# Page:
He says, and in a note he adds — Ciriaco Morón Arroyo: “Perhaps we ought to point out here that perspectivism is inherent in Christian thought. Perspectivism in the sense of a form of modesty that recognizes the limits of all judgment and human knowledge is indeed Christian humility and intelligence in its strictest sense. The capacity to perceive the limit of our own creations, i.e., ‘ironea’ [then he puts in the word in the Greek, the original word for irony].”

But Morón Arroyo is at his best when he points out referring to one critic called González López: “I find magnificent his observation that the marriage between the captive and Zoraida, the new Christian is accepted by the audience at the inn by the oidor [the judge] who has no allusion to the impurity of blood that could result from it.”

And this is true, once she converts to Christianity there is no impediment for them to marry, and there is no stigma attached to their issue; although, of course, there were, in the Spain of the time, stigmas attached to having Moorish or Jewish blood, but here there is no inkling of it at all. And he’s also very good, I think, when he points out: “The Lingua franca of berberie is the most beautiful expression of the efforts to communicate in that confused world. The story of the captive demonstrates without any doubt that primeval state of communication in which hman beings create a language if there is none. Algiers is an experiment with secular communication; the renegade love and language are its fundamental forms of expression,” meaning the renegade and all of these characters who speak this “mongrel” [quote/unquote] language made up of all of the languages, and that he says is a form of the expression of this human overcoming of linguistic barriers, because of their love and their desire to communicate with each other.

In terms of the captive’s tale, I would emphasize that Zoraida is a woman of action, that she is indeed very much like Dorotea. I mean, she’s the one who orchestrates the whole thing, who gets the money for the escape and so forth. She is like Dorotea, who chooses her destiny, in her are combined figures of the renegade, the saint, and the seductress, and Agi Morato is perhaps the most dramatic and well-rounded secondary character of Part I. His despair at losing his daughter, his plea to her woving, to accept her and his vowing, to accept her back on her own terms is full of pathos and of tragic death, in this I agree with Ciriaco Morón Arroyo and underline the fact that this is a very important character in Part I, perhaps as I said, the most important second character, the most dramatic perhaps of the whole book parts one and two included.

Chapter 4. A Very Strange Episode [00:40:05]

Now, we move to a very strange episode, I want to move to a very strange episode, Don Quixote hanging from the window. That its a very strange episode for which I have an explanation of sorts; I have never been able to explain to myself this episode, which is, of course, Maritornes and the innkeeper’s daughter having fun at the expense of Don Quixote — remember? That Don Quixote had been aroused by the innkeeper’s daughter, and that he had actually grabbed Maritornes and pulled her into bed, bad smell and all, and all of that. So they are, in a sense, getting back at him here with this rather cruel joke of having him hanging from the window — This seems to be a distorted version, a perversion on the part of Maritornes and the innkeeper’s daughter of scenes in the captive’s tale, as if every important episode had to be projected in a different register. Follow me in this, if you will, I don’t have to persuade you.

# To do:
a) Answer these questions using the lecture.
(i) According to Morón Arroyo's note, what is perspectivism inherent in?
(ii) Who at the inn accepts the marriage between the captive and Zoraida?
(iii) What episode does the lecture introduce under Chapter 4?
b) Rewrite the stretch of the lecture from "In terms of" through "and two included.", changing "woman of action" to "woman of resolve".

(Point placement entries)
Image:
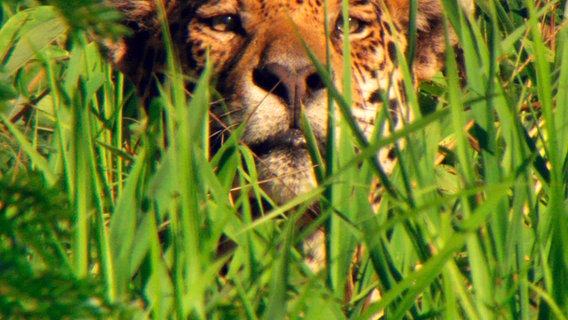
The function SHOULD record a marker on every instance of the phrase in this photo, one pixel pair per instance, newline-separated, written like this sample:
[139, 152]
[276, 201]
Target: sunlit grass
[105, 214]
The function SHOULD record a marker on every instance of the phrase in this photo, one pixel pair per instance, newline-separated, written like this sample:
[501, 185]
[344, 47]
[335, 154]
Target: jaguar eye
[355, 25]
[225, 23]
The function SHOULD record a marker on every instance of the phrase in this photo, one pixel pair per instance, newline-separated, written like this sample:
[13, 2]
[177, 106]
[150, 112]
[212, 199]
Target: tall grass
[100, 218]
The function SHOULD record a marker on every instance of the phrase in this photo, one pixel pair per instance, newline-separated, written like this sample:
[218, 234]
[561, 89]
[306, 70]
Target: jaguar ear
[135, 54]
[431, 41]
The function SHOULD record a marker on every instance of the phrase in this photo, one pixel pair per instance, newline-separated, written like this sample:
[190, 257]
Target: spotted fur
[266, 77]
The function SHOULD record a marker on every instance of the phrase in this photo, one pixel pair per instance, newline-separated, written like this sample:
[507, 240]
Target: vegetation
[100, 218]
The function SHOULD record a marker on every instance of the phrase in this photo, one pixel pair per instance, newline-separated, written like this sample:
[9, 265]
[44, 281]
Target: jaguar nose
[293, 85]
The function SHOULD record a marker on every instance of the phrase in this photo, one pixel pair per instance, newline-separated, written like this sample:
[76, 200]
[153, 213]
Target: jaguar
[263, 52]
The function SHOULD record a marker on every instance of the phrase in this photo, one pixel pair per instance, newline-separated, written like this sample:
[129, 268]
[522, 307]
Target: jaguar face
[267, 79]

# Task solutions:
a)
(i) Christian thought
(ii) The oidor, the judge
(iii) Don Quixote hanging from the window

b)
In terms of the captive’s tale, I would emphasize that Zoraida is a woman of resolve, that she is indeed very much like Dorotea. I mean, she’s the one who orchestrates the whole thing, who gets the money for the escape and so forth. She is like Dorotea, who chooses her destiny, in her are combined figures of the renegade, the saint, and the seductress, and Agi Morato is perhaps the most dramatic and well-rounded secondary character of Part I. His despair at losing his daughter, his plea to her woving, to accept her and his vowing, to accept her back on her own terms is full of pathos and of tragic death, in this I agree with Ciriaco Morón Arroyo and underline the fact that this is a very important character in Part I, perhaps as I said, the most important second character, the most dramatic perhaps of the whole book parts one and two included.